START Text passage

As for the local models, we can notice that, without FedTSeg, c_3’s local model gets the highest performance with Acc 90.68%, DSC 85.10%, and mIoU 79.63%, while c_5’s local model gets a terrible performance with Acc 75.30%, DSC 65.26%, and mIoU 56.88%. Though the sizes of training sets are the same, there is still a large variance among their final results, which indicates that the data heterogeneity significantly influences the local model performance. The global model of FedTSeg, trained with the aggregated dataset, significantly outperforms all local models without FedTSeg. Besides, there is a substantial decrease in the variance among five clients with FedTSeg. In particular, the standard deviation of Acc decreases from 5.27% (without FL) to 1.35% (with FL), indicating that the influence of data heterogeneity is materially alleviated by FedTSeg.

We further conduct experiments with five clients under the imbalanced distribution, i.e., the clients are denoted as (c_1′, c_2′, …, c_5′). As shown in the bottom part of Table 2, c_1′ and c_2′ hold the smallest training set with a size of 8%, and c_5′ holds the largest training set with a size of 34%, simulating the scenarios of small clinics and large hospitals in the real world. Without FedTSeg, the avg model under imbalanced distribution is worse than that under balanced distribution by 11.75% mIoU, 12.21% DSC, and 8.46% Acc. Since the size of the training set is too small, c_1′‘s model only gets a result of 64.64% Acc, 46.46% DSC, and 40.45% mIoU, while c_2′‘s model gets a better result of 84.17% Acc, 78.33% DSC, and 70.49% mIoU. Though using the same size of the training set, there still exists a large gap in performance between c_1′ and c_2′, indicating a significant influence of data heterogeneity. The variance of performance grows larger than that of balanced distribution with a standard deviation increase from 5.27 to 9.08% due to data heterogeneity and varying amounts of local training data under imbalanced distribution.

END Text passage
START Data for review

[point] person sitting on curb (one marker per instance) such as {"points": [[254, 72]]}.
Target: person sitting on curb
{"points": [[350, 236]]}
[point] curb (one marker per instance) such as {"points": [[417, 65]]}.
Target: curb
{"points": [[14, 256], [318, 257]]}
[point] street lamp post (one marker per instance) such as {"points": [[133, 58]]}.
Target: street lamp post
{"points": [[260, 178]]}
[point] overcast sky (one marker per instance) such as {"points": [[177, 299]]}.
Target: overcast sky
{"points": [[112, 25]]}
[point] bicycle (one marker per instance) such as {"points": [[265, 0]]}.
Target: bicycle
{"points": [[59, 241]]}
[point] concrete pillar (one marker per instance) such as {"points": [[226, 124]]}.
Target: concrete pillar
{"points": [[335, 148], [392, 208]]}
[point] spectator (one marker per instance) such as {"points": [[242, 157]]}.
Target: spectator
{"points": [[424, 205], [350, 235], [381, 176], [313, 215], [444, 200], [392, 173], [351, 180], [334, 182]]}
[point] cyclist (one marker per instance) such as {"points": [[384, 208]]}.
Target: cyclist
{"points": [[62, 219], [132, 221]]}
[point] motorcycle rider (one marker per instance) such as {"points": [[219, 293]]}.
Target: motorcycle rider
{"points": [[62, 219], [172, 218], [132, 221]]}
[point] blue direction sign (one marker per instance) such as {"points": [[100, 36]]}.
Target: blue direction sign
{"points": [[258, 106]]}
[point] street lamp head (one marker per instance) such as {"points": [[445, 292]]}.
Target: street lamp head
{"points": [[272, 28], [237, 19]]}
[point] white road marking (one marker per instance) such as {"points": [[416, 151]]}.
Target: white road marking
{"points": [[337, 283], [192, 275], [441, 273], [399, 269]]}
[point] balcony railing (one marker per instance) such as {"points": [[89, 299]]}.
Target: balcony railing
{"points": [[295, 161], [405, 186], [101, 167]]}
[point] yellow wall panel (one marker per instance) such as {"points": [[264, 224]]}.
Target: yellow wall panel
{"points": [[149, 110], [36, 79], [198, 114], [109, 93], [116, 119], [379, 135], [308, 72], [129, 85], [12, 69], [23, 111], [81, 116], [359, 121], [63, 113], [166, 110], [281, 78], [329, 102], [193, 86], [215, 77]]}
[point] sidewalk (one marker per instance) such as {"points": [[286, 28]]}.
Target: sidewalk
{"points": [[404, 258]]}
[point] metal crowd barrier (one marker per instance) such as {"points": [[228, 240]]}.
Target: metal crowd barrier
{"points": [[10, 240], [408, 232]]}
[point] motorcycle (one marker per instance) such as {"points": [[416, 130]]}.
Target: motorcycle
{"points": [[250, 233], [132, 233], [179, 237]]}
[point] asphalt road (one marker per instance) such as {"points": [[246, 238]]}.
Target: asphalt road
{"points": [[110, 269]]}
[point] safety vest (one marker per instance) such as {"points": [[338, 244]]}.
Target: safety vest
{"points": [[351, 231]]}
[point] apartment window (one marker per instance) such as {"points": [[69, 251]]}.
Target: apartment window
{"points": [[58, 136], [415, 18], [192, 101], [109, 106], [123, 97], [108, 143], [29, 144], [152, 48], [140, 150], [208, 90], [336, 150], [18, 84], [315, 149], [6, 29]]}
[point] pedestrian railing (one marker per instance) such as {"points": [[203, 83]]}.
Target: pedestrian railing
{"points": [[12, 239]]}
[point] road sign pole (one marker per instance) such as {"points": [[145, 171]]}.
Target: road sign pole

END Data for review

■ Your goal ■
Continue the passage on FedTSeg's segmentation results from its last sentence.

■ Output of the exercise ■
But with FedTSeg, the performance of local and global five-client models is significantly boosted, e.g., c_1′‘s Acc increases from 64.64 to 89.62%. We can notice that all five clients’ local models improve their performance while maintaining a smaller variance, as compared to the local model trained without FedTSeg. Moreover, the global model outperforms all local models, including those with FedTSeg. Thus, clients could obtain a better global model with FedTSeg, especially for those who only possess a small amount of training data.

We also study the training process and investigate the convergence properties of network training with or without FedTSeg under imbalanced distribution. The training process of the five-client setting is illustrated in Figure 3A. We can see that the convergence of clients c_1′ and c_2′ during training is relatively slower than client c_5′, which possesses a larger size than the local dataset. The convergence performance is positively correlated with local data size, while our FedTSeg could break the limit and boost the convergence of training, i.e., all five clients’ convergence speed within FedTSeg is faster than clients with pure local training. Moreover, the clients exhibit a relatively smaller fluctuation of training accuracy during learning, as demonstrated by the smoother lines in Figure 3A.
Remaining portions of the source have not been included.